WHAT TO DO: Tally the lines in the entries below that contain the string "wire", treating uppercase and lowercase letters as distinct. Give only the number.

MATERIAL FOR THIS TASK:
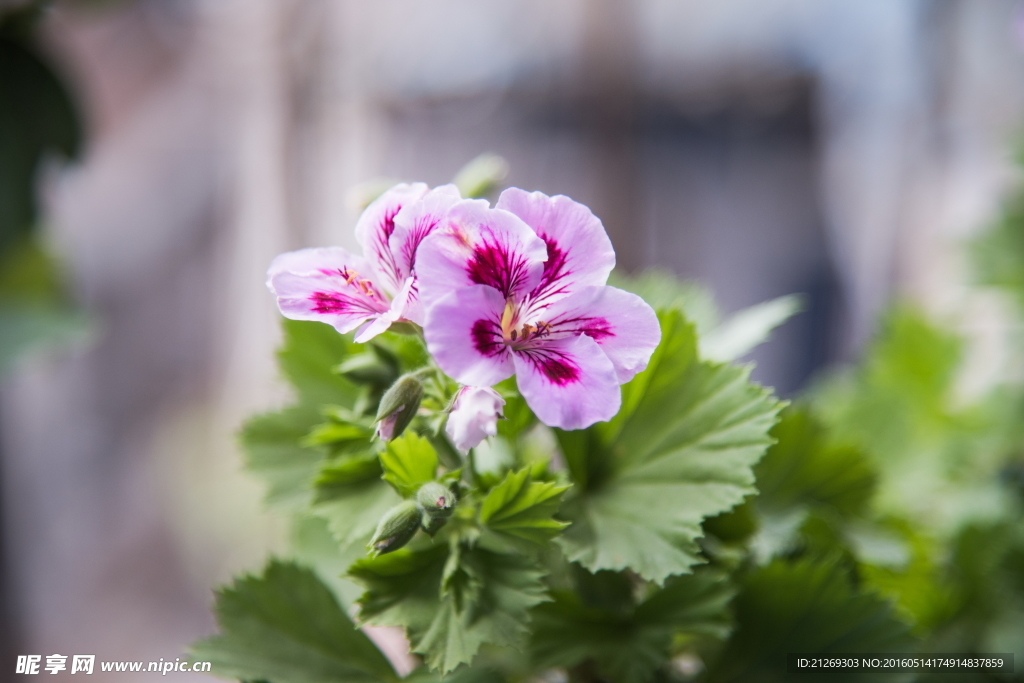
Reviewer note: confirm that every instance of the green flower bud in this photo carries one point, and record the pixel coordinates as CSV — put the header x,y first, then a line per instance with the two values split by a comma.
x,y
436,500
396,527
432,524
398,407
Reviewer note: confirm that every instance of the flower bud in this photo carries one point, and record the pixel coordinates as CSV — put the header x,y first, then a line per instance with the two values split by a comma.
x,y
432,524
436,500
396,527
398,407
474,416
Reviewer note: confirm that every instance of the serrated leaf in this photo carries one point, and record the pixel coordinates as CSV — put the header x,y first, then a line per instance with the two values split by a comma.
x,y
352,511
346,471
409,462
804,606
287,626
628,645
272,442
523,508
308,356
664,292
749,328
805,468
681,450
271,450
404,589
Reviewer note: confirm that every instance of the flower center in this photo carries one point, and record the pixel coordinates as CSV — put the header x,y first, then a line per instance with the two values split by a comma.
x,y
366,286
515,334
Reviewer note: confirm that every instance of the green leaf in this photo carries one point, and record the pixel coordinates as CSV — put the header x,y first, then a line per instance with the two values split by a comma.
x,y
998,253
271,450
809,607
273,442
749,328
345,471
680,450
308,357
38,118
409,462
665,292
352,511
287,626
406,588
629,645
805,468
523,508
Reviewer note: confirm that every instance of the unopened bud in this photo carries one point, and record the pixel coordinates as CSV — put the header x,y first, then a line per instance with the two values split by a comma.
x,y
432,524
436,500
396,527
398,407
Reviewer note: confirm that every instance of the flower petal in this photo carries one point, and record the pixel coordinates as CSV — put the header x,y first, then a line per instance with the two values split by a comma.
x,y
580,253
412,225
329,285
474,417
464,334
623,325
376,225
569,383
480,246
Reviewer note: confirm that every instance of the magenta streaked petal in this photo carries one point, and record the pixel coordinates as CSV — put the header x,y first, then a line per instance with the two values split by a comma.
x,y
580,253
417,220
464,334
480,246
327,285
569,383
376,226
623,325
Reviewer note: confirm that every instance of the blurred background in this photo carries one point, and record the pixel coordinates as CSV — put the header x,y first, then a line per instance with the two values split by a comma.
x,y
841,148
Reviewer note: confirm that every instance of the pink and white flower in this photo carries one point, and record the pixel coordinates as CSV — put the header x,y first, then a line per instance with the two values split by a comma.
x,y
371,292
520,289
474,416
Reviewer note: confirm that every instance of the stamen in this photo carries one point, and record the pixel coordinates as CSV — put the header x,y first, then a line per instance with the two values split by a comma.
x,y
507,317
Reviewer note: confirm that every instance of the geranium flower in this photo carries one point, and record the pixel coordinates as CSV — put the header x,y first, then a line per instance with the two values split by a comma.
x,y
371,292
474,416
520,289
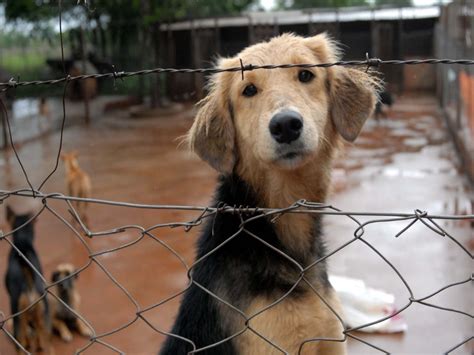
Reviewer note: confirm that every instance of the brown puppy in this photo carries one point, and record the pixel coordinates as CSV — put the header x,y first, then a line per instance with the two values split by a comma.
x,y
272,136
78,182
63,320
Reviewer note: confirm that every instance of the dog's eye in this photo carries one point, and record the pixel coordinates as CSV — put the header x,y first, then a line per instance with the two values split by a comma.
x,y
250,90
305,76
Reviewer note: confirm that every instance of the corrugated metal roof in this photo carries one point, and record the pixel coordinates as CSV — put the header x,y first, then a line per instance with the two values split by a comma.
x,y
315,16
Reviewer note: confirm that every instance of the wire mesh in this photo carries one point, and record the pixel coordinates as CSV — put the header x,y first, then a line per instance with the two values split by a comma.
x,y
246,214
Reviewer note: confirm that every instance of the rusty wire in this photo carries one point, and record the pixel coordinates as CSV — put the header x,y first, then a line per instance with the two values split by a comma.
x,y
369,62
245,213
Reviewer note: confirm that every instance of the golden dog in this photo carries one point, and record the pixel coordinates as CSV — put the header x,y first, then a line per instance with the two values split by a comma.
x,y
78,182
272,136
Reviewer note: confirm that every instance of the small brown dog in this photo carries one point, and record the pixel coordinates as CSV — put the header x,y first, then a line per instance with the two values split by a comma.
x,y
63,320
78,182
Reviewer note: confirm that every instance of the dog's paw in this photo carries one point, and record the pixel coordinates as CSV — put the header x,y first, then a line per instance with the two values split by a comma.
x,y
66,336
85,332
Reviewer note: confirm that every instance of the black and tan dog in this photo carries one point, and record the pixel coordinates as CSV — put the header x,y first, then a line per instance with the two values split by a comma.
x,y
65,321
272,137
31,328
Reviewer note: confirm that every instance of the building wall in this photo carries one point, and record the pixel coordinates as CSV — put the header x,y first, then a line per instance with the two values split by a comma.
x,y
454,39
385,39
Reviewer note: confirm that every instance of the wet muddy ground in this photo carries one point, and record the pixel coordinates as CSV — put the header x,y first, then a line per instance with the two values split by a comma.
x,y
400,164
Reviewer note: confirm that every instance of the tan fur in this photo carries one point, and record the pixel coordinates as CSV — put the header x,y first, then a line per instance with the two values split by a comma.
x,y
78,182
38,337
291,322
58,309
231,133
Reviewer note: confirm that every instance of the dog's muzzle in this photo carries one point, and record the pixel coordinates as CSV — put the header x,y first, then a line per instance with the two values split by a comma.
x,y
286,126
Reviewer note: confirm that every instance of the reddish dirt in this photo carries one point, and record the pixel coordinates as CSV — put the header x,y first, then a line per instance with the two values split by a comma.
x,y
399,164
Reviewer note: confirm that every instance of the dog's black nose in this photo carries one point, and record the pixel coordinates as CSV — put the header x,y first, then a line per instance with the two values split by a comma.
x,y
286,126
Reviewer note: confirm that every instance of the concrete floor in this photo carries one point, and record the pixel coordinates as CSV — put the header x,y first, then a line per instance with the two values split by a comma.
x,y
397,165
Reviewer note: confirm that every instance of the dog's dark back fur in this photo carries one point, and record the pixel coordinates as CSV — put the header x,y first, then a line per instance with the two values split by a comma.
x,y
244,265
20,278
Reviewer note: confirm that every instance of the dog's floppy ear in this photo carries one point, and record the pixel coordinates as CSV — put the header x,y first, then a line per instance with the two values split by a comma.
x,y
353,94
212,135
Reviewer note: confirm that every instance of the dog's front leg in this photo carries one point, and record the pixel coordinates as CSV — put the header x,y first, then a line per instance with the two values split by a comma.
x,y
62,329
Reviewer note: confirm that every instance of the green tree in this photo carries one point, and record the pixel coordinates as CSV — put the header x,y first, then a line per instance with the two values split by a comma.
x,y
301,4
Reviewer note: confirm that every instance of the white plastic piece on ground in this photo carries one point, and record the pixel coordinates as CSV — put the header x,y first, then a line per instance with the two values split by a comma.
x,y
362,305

--

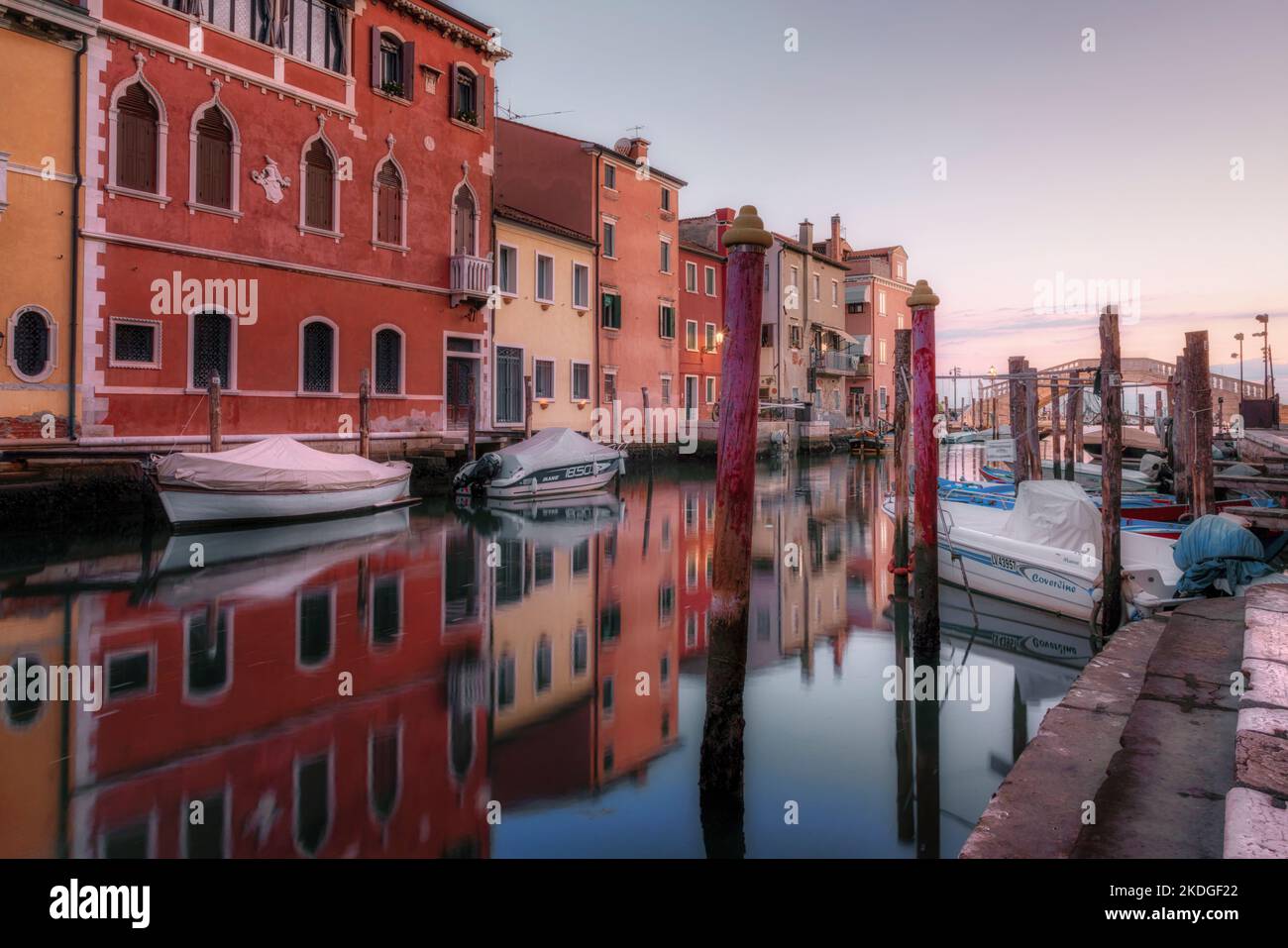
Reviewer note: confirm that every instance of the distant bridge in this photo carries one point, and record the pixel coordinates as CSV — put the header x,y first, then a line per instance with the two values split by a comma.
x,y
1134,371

---

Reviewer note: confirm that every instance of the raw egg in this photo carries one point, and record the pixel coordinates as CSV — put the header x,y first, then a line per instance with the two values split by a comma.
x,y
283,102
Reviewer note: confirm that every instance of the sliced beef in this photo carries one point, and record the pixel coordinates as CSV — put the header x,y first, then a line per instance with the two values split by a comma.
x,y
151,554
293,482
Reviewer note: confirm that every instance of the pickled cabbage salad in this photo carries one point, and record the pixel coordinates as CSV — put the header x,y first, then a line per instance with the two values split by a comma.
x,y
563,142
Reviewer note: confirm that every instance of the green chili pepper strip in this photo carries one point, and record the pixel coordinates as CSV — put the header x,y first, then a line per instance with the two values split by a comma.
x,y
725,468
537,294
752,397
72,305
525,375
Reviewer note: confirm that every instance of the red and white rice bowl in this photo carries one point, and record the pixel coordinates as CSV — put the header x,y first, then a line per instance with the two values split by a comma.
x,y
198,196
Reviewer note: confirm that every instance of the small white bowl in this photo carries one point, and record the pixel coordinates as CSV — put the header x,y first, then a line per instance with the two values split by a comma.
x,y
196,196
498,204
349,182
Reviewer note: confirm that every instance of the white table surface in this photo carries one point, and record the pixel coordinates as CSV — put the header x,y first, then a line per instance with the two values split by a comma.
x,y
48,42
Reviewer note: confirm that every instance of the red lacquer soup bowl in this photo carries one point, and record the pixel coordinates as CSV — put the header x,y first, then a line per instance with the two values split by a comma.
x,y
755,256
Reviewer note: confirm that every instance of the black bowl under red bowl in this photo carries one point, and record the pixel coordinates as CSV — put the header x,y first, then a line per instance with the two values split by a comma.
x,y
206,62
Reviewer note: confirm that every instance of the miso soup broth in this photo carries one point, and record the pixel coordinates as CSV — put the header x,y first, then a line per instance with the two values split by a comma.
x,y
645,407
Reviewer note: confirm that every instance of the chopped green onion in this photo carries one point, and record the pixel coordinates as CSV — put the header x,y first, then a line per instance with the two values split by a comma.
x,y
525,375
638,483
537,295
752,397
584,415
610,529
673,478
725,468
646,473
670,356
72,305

THE RESULT: 2